# PAGE EXCERPT:
The new database are Entrenamiento (training) and Validacion (testing)
set.seed(3234)
muestra <- floor(nrow(DataBase)*0.8)
trIndex <- sample(nrow(DataBase), muestra, replace=F)
vaIndex <- seq_len(nrow(DataBase))[!(seq_len(nrow(DataBase)) %in% trIndex)]
Entrenamiento <- DataBase[trIndex,]
Validacion <- DataBase[vaIndex,]
A logistic regression to determinate if the person will accept or no the card its the first step, in this case i want to determinate the acceptation or no of the card with this data:
TIENE_CAJAAHORRO_SISTFIN (Have check account in bank)
INGRESO_FORMAL (Formal income)
edad (age)
JUBILADO (retired)
PLANES.SOCIALES (Have social government income)

# EXCERPTED RECORDS:

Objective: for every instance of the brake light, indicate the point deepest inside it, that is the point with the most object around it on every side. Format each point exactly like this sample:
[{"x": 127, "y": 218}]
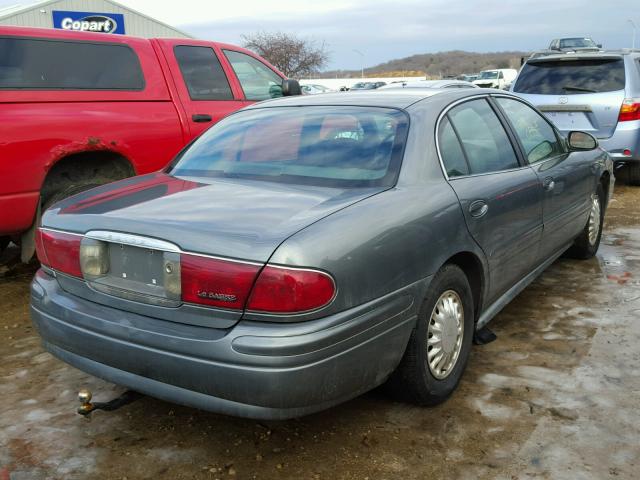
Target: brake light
[
  {"x": 59, "y": 250},
  {"x": 630, "y": 110},
  {"x": 216, "y": 282},
  {"x": 291, "y": 290}
]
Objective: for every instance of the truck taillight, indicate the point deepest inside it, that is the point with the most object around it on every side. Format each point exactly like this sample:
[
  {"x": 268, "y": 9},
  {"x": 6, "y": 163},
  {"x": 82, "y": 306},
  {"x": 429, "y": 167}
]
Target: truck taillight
[
  {"x": 630, "y": 110},
  {"x": 216, "y": 282},
  {"x": 59, "y": 251},
  {"x": 290, "y": 290}
]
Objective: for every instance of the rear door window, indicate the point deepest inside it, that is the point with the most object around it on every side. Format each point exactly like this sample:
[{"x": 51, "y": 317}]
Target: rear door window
[
  {"x": 484, "y": 141},
  {"x": 202, "y": 73},
  {"x": 42, "y": 64},
  {"x": 555, "y": 77},
  {"x": 453, "y": 159},
  {"x": 258, "y": 81},
  {"x": 535, "y": 134}
]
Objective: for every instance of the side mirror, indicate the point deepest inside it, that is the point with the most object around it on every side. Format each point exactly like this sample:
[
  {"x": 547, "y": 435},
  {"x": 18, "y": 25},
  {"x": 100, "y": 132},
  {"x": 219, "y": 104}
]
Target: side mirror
[
  {"x": 290, "y": 88},
  {"x": 581, "y": 141}
]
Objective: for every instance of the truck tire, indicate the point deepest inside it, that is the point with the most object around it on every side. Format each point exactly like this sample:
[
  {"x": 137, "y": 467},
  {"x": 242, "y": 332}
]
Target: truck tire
[
  {"x": 439, "y": 346},
  {"x": 587, "y": 243}
]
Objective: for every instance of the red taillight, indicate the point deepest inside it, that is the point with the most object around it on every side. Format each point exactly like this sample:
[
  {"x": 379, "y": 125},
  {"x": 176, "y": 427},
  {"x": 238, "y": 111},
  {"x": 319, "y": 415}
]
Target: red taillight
[
  {"x": 630, "y": 110},
  {"x": 290, "y": 290},
  {"x": 59, "y": 250},
  {"x": 215, "y": 282}
]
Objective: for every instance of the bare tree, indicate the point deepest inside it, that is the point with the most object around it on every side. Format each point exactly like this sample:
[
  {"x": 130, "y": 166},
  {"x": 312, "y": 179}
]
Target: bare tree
[{"x": 293, "y": 56}]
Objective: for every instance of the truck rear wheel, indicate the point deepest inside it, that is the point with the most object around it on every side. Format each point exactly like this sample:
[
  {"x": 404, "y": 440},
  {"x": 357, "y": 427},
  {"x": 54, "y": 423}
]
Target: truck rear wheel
[{"x": 72, "y": 175}]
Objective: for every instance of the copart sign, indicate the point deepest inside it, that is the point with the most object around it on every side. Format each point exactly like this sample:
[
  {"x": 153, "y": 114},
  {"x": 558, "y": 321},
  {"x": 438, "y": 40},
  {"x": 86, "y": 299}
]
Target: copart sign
[{"x": 88, "y": 21}]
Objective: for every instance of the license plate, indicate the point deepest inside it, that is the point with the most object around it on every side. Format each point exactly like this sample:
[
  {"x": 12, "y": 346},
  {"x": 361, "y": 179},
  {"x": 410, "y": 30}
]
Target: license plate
[
  {"x": 570, "y": 120},
  {"x": 136, "y": 264}
]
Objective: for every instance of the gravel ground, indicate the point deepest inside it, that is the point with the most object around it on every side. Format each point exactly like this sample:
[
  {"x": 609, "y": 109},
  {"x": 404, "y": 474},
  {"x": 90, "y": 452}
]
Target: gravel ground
[{"x": 556, "y": 396}]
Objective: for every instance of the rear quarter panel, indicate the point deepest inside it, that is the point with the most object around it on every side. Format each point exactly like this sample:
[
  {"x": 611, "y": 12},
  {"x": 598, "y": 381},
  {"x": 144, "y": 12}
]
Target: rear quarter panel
[{"x": 387, "y": 243}]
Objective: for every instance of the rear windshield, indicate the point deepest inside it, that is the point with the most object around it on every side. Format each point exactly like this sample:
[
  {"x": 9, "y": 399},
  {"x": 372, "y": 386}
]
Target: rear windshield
[
  {"x": 571, "y": 77},
  {"x": 32, "y": 64},
  {"x": 315, "y": 145}
]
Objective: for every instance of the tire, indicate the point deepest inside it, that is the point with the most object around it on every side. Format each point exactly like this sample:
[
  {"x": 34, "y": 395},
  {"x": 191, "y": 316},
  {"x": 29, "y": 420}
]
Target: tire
[
  {"x": 587, "y": 243},
  {"x": 633, "y": 174},
  {"x": 415, "y": 380}
]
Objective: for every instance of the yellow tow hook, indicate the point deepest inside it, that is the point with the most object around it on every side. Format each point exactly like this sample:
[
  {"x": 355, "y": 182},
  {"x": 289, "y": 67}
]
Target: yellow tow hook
[{"x": 86, "y": 407}]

# DO THIS:
From the logistic regression excerpt, list every variable it names as data for deciding whether the card is accepted, each with the English gloss it gives.

# RESPONSE TO THE TASK:
TIENE_CAJAAHORRO_SISTFIN (Have check account in bank)
INGRESO_FORMAL (Formal income)
edad (age)
JUBILADO (retired)
PLANES.SOCIALES (Have social government income)